— Begin Data excerpts —

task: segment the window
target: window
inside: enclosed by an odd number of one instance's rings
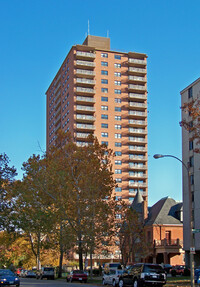
[[[122,117],[121,116],[115,116],[116,121],[121,121]]]
[[[101,97],[102,102],[107,102],[108,101],[108,97]]]
[[[108,80],[107,79],[101,79],[101,83],[102,84],[108,84]]]
[[[115,68],[121,68],[121,64],[115,63]]]
[[[122,155],[122,152],[121,151],[116,151],[115,152],[115,156],[121,156]]]
[[[108,67],[108,62],[101,61],[101,66]]]
[[[107,94],[108,93],[108,89],[107,88],[101,88],[102,93]]]
[[[115,134],[116,139],[121,139],[122,135],[121,134]]]
[[[116,130],[121,130],[122,126],[121,125],[115,125]]]
[[[189,141],[189,150],[193,150],[193,141]]]
[[[108,133],[102,132],[102,133],[101,133],[101,136],[104,137],[104,138],[107,138],[107,137],[108,137]]]
[[[116,89],[115,89],[115,94],[120,95],[120,94],[121,94],[121,90],[116,90]]]
[[[189,89],[188,89],[188,98],[190,99],[190,98],[192,98],[192,87],[190,87]]]
[[[101,74],[107,76],[108,75],[108,71],[101,70]]]
[[[107,119],[108,119],[108,115],[103,115],[103,114],[102,114],[102,115],[101,115],[101,118],[107,120]]]
[[[122,100],[121,100],[121,99],[119,99],[119,98],[115,98],[115,103],[120,104],[121,102],[122,102]]]
[[[121,73],[120,72],[115,72],[115,77],[121,77]]]
[[[108,128],[108,124],[101,124],[101,127],[104,128],[104,129],[107,129]]]
[[[107,53],[101,53],[101,57],[102,58],[108,58],[108,54]]]
[[[108,110],[108,106],[101,106],[102,111],[107,111]]]
[[[115,59],[121,60],[121,56],[120,55],[115,55]]]

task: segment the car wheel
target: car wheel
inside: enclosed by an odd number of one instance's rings
[[[119,287],[124,287],[124,281],[123,281],[123,279],[119,279]]]
[[[133,287],[139,287],[138,280],[135,278],[133,281]]]

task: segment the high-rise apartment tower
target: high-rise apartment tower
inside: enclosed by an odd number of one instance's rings
[[[58,129],[77,145],[90,133],[115,152],[116,200],[147,206],[147,55],[110,50],[110,39],[88,36],[72,46],[47,92],[47,150]]]

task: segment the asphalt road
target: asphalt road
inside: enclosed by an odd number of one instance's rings
[[[97,285],[91,285],[86,283],[68,283],[65,280],[37,280],[34,278],[21,278],[20,287],[97,287]],[[99,286],[98,286],[99,287]]]

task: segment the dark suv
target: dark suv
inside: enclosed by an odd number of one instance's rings
[[[119,287],[124,286],[163,286],[166,273],[162,266],[150,263],[138,263],[129,267],[119,278]]]

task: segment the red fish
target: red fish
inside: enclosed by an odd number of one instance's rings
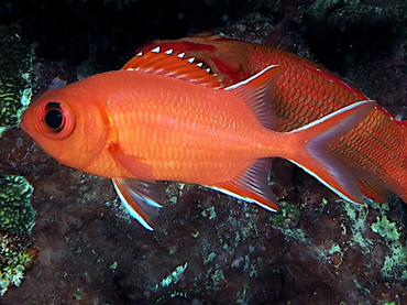
[[[282,75],[272,102],[275,130],[298,129],[339,109],[369,98],[333,73],[298,55],[219,35],[200,34],[176,41],[154,41],[143,51],[161,46],[186,53],[204,63],[223,85],[241,81],[268,65]],[[384,201],[392,192],[407,203],[407,123],[376,107],[350,133],[330,144],[329,151],[348,165],[363,194]]]
[[[153,50],[121,70],[53,89],[33,102],[21,127],[50,155],[108,177],[129,213],[152,229],[157,181],[206,185],[270,210],[266,157],[293,161],[353,201],[352,174],[327,152],[375,107],[362,101],[292,132],[276,132],[270,99],[280,68],[268,66],[219,88],[182,55]]]

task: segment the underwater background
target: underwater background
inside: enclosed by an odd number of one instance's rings
[[[280,47],[407,118],[405,1],[0,1],[0,304],[406,304],[396,196],[354,206],[276,159],[278,214],[166,183],[151,232],[109,179],[59,164],[18,128],[50,86],[118,69],[151,40],[262,43],[293,11]]]

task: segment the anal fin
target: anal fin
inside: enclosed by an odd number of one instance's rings
[[[278,210],[278,203],[267,185],[271,167],[268,159],[256,160],[243,175],[234,181],[221,182],[209,187],[248,203],[254,203],[271,210]]]

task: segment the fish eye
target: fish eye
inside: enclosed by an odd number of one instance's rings
[[[59,110],[52,109],[46,112],[45,122],[52,130],[59,132],[62,130],[63,115]]]
[[[45,106],[45,123],[54,132],[61,132],[64,129],[65,120],[62,113],[61,104],[58,102],[48,102]]]
[[[50,138],[64,139],[74,129],[74,118],[69,108],[61,102],[48,101],[37,111],[38,127]]]

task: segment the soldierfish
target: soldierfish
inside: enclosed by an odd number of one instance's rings
[[[233,86],[156,50],[121,70],[94,75],[42,95],[21,127],[50,155],[108,177],[129,213],[152,230],[157,181],[201,184],[270,209],[267,161],[280,156],[353,201],[363,195],[327,152],[375,107],[361,101],[292,132],[276,132],[270,99],[282,69],[267,66]]]
[[[276,131],[304,127],[339,109],[369,98],[332,72],[296,54],[255,43],[199,34],[176,41],[154,41],[142,50],[161,47],[185,53],[209,66],[226,86],[245,79],[266,66],[278,65],[275,94]],[[383,203],[392,192],[407,203],[407,122],[376,107],[329,151],[356,176],[363,194]]]

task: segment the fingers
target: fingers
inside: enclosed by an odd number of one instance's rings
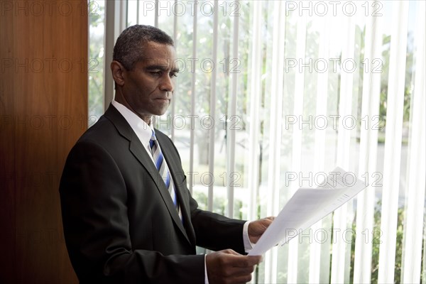
[[[261,256],[242,256],[231,249],[208,254],[206,266],[209,282],[213,284],[250,281],[255,266],[261,261]]]

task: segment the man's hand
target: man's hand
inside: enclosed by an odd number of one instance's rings
[[[274,218],[274,217],[270,217],[250,222],[248,224],[248,239],[250,239],[250,241],[253,244],[257,243]]]
[[[242,256],[231,249],[207,254],[206,268],[209,283],[234,284],[249,282],[254,266],[261,261],[261,256]]]

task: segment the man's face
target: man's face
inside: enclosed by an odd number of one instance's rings
[[[163,115],[168,107],[174,88],[175,48],[148,42],[143,46],[144,58],[123,75],[122,94],[128,107],[146,122],[153,115]]]

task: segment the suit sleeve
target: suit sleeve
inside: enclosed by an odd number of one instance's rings
[[[80,283],[204,283],[203,255],[132,248],[126,181],[99,145],[80,141],[72,148],[60,194],[67,248]]]

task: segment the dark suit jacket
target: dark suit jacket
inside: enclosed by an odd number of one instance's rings
[[[71,150],[60,193],[81,283],[204,283],[195,246],[244,253],[244,222],[197,209],[171,140],[156,131],[182,214],[136,133],[110,106]]]

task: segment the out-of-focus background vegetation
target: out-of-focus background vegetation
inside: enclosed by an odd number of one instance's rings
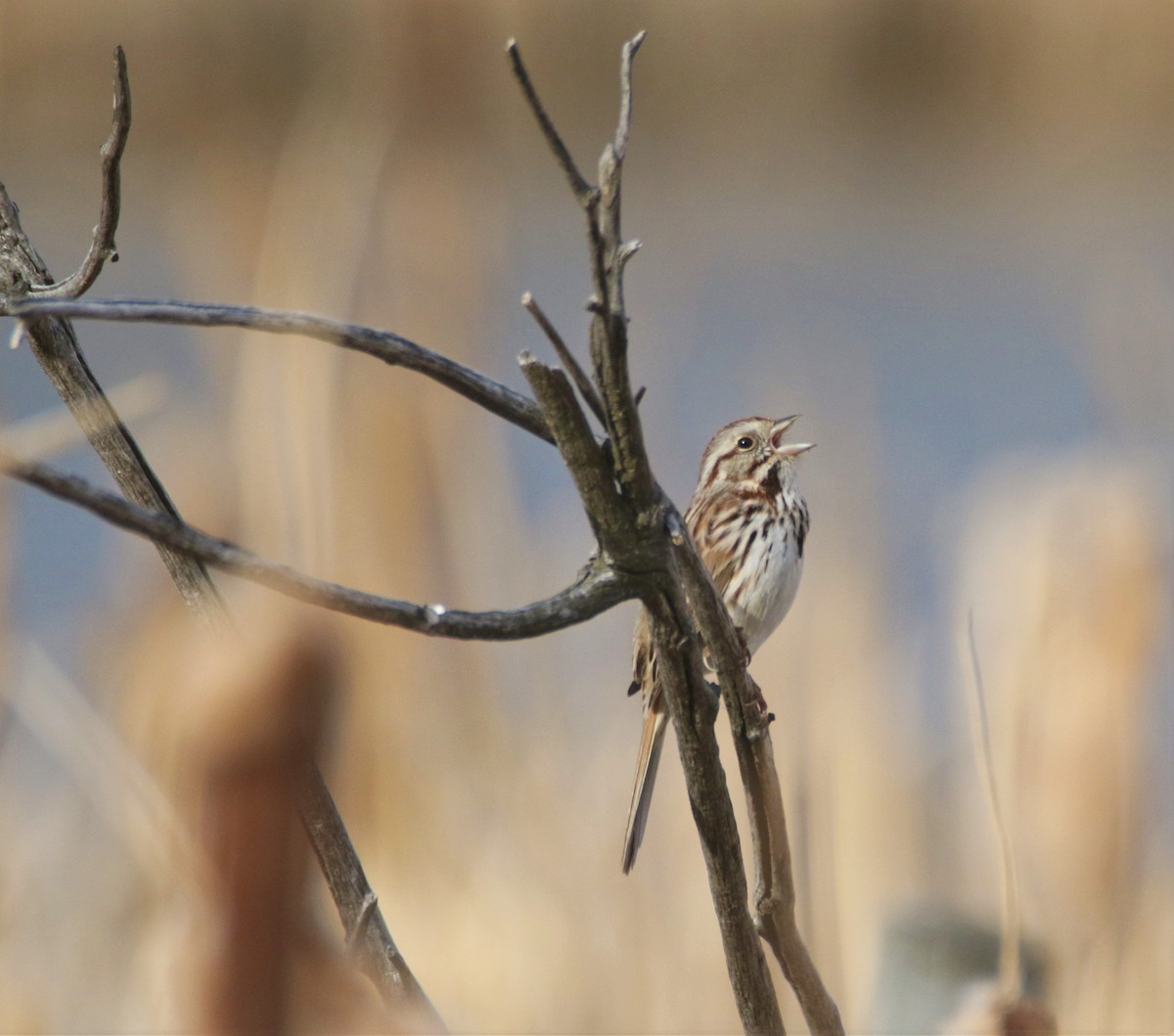
[[[588,277],[502,45],[589,168],[640,28],[625,216],[657,473],[683,503],[744,413],[801,412],[818,443],[804,585],[754,672],[849,1029],[940,1028],[993,961],[973,608],[1037,989],[1065,1032],[1169,1031],[1169,4],[6,0],[0,180],[72,269],[122,43],[97,295],[316,310],[522,388],[546,345],[519,296],[581,348]],[[80,337],[107,386],[150,376],[131,426],[185,517],[259,552],[477,608],[591,549],[554,451],[416,376],[231,331]],[[54,408],[27,349],[0,363],[5,423]],[[80,445],[53,459],[106,484]],[[0,504],[0,1029],[190,1028],[193,623],[149,546]],[[737,1027],[672,754],[620,874],[633,620],[493,646],[321,619],[345,659],[331,781],[456,1030]]]

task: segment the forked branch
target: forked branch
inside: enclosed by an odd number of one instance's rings
[[[566,590],[511,611],[466,612],[439,604],[412,604],[306,576],[227,539],[209,536],[171,514],[137,507],[116,493],[104,492],[85,479],[63,475],[46,464],[20,460],[0,451],[0,469],[20,482],[83,507],[112,525],[163,544],[214,569],[241,576],[306,604],[430,637],[458,640],[540,637],[594,618],[636,593],[634,583],[620,572],[589,563]]]
[[[60,284],[54,284],[43,261],[20,226],[16,207],[0,183],[0,312],[11,311],[15,302],[35,294],[38,289],[42,289],[42,295],[49,296],[43,304],[53,304],[52,300],[58,295],[80,294],[93,284],[104,262],[114,258],[114,235],[120,214],[120,162],[130,129],[130,85],[121,47],[115,52],[115,67],[114,125],[102,149],[102,206],[94,243],[79,271]],[[73,325],[60,316],[42,316],[29,319],[27,324],[22,323],[22,327],[33,355],[127,500],[131,502],[122,503],[151,514],[154,519],[173,529],[182,526],[180,512],[162,482],[90,371]],[[209,626],[229,628],[231,623],[224,601],[204,563],[158,539],[155,539],[155,544],[191,612]],[[345,876],[344,883],[363,893],[360,899],[373,896],[316,763],[311,760],[308,766],[313,794],[308,794],[302,800],[302,820],[316,855],[319,861],[329,857],[336,868],[336,876]],[[339,832],[343,836],[339,836]],[[331,882],[332,892],[337,892],[339,887],[338,881]],[[358,916],[355,900],[336,894],[335,903],[343,927],[351,931]],[[396,949],[378,908],[373,913],[372,923],[366,929],[370,935],[365,940],[364,953],[372,960],[377,958],[377,963],[369,967],[367,973],[376,981],[380,996],[390,1009],[406,1007],[418,1025],[431,1031],[443,1031],[444,1023]]]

— End Data excerpts —

**Task description:** From the material, pick out each line that contains the word "asphalt", matching case exactly.

**In response:**
task: segment the asphalt road
target: asphalt road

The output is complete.